_DESCRIPTION OF THE TASK_
Reproduce the listing below in full, substituting "one point per instance" for each occurrence of "one dot per instance" and leaving all other text unchanged.
# ENTRIES start
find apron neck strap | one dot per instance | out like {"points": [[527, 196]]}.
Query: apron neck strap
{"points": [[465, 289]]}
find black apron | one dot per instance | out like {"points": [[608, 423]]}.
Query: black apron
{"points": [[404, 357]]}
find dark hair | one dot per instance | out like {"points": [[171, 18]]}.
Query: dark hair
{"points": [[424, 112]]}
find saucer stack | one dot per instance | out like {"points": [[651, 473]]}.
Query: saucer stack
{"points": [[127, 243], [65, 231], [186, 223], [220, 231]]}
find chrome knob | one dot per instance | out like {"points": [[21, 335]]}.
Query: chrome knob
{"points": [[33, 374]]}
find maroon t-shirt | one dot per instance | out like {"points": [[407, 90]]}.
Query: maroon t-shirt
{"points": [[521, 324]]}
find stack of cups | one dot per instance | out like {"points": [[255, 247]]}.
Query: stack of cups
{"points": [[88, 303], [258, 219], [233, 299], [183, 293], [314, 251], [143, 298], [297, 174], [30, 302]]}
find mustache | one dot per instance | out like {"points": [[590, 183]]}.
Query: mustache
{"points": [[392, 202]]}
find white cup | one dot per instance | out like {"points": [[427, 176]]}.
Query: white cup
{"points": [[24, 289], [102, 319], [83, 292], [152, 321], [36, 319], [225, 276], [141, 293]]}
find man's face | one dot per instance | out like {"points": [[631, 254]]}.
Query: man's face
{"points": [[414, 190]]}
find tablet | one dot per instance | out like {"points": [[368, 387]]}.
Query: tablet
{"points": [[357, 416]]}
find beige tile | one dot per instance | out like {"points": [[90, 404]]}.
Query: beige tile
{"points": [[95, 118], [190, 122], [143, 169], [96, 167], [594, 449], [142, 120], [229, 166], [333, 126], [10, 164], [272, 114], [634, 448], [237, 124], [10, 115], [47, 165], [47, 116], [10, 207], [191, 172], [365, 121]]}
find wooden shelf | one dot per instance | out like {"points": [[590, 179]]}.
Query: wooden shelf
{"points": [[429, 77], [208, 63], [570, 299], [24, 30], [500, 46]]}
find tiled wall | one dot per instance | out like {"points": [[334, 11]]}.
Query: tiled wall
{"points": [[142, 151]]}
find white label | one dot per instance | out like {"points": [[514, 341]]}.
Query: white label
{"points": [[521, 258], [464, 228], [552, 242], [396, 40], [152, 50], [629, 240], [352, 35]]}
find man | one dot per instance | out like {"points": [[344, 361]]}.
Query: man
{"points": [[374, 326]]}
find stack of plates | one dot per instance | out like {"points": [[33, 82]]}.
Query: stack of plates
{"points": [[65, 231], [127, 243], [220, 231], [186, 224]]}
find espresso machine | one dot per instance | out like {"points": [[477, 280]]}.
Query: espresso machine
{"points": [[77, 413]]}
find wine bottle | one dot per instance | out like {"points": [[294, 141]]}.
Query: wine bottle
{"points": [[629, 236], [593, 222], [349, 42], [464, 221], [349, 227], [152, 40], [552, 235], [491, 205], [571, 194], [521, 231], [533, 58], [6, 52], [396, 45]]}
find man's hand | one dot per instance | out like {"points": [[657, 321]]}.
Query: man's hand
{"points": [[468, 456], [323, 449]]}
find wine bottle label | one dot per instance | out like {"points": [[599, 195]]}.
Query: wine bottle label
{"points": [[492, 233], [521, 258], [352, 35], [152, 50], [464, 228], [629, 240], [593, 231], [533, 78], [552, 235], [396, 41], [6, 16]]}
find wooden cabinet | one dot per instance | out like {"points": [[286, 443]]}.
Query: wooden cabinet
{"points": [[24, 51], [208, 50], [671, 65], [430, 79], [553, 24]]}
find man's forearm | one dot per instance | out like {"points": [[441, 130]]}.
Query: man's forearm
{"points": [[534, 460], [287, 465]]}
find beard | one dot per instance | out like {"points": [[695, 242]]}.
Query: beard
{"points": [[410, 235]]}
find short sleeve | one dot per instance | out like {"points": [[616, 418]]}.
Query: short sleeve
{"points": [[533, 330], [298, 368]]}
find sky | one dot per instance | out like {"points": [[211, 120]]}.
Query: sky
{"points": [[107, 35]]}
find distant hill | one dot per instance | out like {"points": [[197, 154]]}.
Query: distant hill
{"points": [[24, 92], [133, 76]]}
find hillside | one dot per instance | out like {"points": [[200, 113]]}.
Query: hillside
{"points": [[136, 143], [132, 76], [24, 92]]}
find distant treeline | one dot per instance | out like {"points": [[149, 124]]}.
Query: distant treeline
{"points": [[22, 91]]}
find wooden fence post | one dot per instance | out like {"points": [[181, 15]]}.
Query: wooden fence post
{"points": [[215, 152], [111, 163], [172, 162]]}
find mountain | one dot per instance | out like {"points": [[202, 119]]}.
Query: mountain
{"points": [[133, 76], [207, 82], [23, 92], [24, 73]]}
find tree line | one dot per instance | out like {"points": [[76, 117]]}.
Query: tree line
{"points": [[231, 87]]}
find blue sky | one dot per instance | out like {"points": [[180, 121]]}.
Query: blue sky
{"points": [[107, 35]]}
# ENTRIES end
_THE SOLUTION_
find apron neck strap | one point per instance | out like {"points": [[527, 196]]}.
Query: apron neck strap
{"points": [[465, 289]]}
find black apron | one point per instance | out like {"points": [[608, 423]]}.
Query: black apron
{"points": [[404, 357]]}
find dark hair | one point per instance | out like {"points": [[171, 18]]}.
Query: dark hair
{"points": [[424, 112]]}
find saucer stack | one point per instance | out like {"points": [[651, 473]]}.
Query: saucer stack
{"points": [[127, 243], [65, 231], [186, 223], [220, 231]]}
find chrome knob | one point per instance | out like {"points": [[21, 335]]}.
Query: chrome knob
{"points": [[33, 374]]}
find maroon t-shirt | one point per instance | out like {"points": [[407, 90]]}.
Query: maroon t-shirt
{"points": [[521, 324]]}
find stack of cups | one point per instance | out like {"points": [[255, 247]]}.
Query: stack of cups
{"points": [[88, 303], [258, 219], [233, 299], [183, 293], [314, 251], [143, 298], [297, 174], [30, 302]]}
find mustache | one point per instance | out like {"points": [[590, 183]]}.
Query: mustache
{"points": [[392, 202]]}
find white cup | one point per instance | out like {"points": [[427, 176]]}.
Query: white cup
{"points": [[24, 289], [102, 319], [83, 292], [152, 321], [36, 319], [225, 276], [141, 293]]}
find man's face | one point per instance | out like {"points": [[631, 254]]}.
Query: man's face
{"points": [[414, 190]]}
find tablet | one point per instance | out like {"points": [[368, 387]]}.
Query: tablet
{"points": [[357, 416]]}
find beige tile | one point per instance | out like {"points": [[90, 404]]}.
Query: beige tile
{"points": [[95, 118], [190, 122], [143, 169], [96, 167], [594, 449], [142, 120], [229, 166], [333, 126], [10, 164], [272, 114], [634, 448], [237, 124], [10, 115], [47, 165], [47, 116], [10, 207], [191, 172], [365, 121]]}
find wooden shelf | one point per instance | out like {"points": [[590, 179]]}.
Query: wooden shelf
{"points": [[429, 77], [208, 63], [570, 299], [24, 30], [500, 46]]}
find tiled wall | one point per instance | out like {"points": [[334, 11]]}.
Query: tiled wall
{"points": [[142, 151]]}
find white label | one point per instance | out like {"points": [[514, 341]]}.
Query: white label
{"points": [[521, 258], [464, 228], [552, 242], [396, 40], [152, 50], [629, 240], [352, 35]]}
find man | one point per instance | out like {"points": [[344, 361]]}.
Query: man
{"points": [[374, 326]]}
find stack of plates | one point per instance | out like {"points": [[33, 82]]}.
Query: stack of plates
{"points": [[65, 231], [127, 243], [220, 231], [186, 224]]}
find espresso machine | one point per instance | out like {"points": [[477, 280]]}.
Query: espresso machine
{"points": [[77, 413]]}
find wine bottle | one point per instance | out like {"points": [[294, 141]]}.
Query: wine bottle
{"points": [[629, 236], [593, 222], [349, 42], [464, 221], [349, 227], [152, 40], [552, 235], [491, 205], [571, 194], [521, 231], [533, 58], [6, 52], [396, 45]]}
find man's hand | one point per instance | out like {"points": [[657, 321]]}.
Query: man's hand
{"points": [[468, 456], [323, 449]]}
find wine bottle label | one point per instance | out like {"points": [[599, 195]]}.
Query: wine bottle label
{"points": [[492, 233], [521, 258], [352, 35], [152, 50], [464, 228], [629, 240], [593, 231], [533, 78], [552, 235], [396, 41], [6, 16]]}
find wooden cabinet | one point per instance | out like {"points": [[286, 443]]}.
Query: wooden cabinet
{"points": [[24, 51], [208, 50], [671, 65], [430, 79], [553, 24]]}
find man's forearm | one point per instance | out like {"points": [[441, 130]]}.
Query: man's forearm
{"points": [[534, 460], [287, 465]]}
find beard | one point per instance | out like {"points": [[695, 242]]}.
Query: beard
{"points": [[410, 235]]}
find short sleeve | one point per instance | out like {"points": [[616, 418]]}.
Query: short sleeve
{"points": [[533, 330], [298, 368]]}
find sky | one point per instance | out like {"points": [[211, 120]]}.
Query: sky
{"points": [[107, 35]]}
find distant hill | one point per instance | out like {"points": [[197, 154]]}.
Query: distant hill
{"points": [[24, 92], [133, 76]]}
find hillside | one point per instance | out like {"points": [[200, 113]]}.
Query: hillside
{"points": [[136, 143], [132, 76], [24, 92]]}
find distant treeline | one point per instance | out like {"points": [[149, 124]]}.
Query: distant treeline
{"points": [[22, 91]]}
find wooden fence post | one point per instance | out like {"points": [[181, 15]]}.
Query: wooden fence post
{"points": [[215, 152], [111, 163], [172, 162]]}
find mountain | one point per instance | out like {"points": [[202, 119]]}.
Query: mountain
{"points": [[133, 76], [207, 82], [23, 92], [24, 73]]}
find tree line | one point per instance | out like {"points": [[76, 117]]}.
Query: tree line
{"points": [[231, 87]]}
find blue sky | one point per instance | out like {"points": [[180, 121]]}.
Query: blue sky
{"points": [[107, 35]]}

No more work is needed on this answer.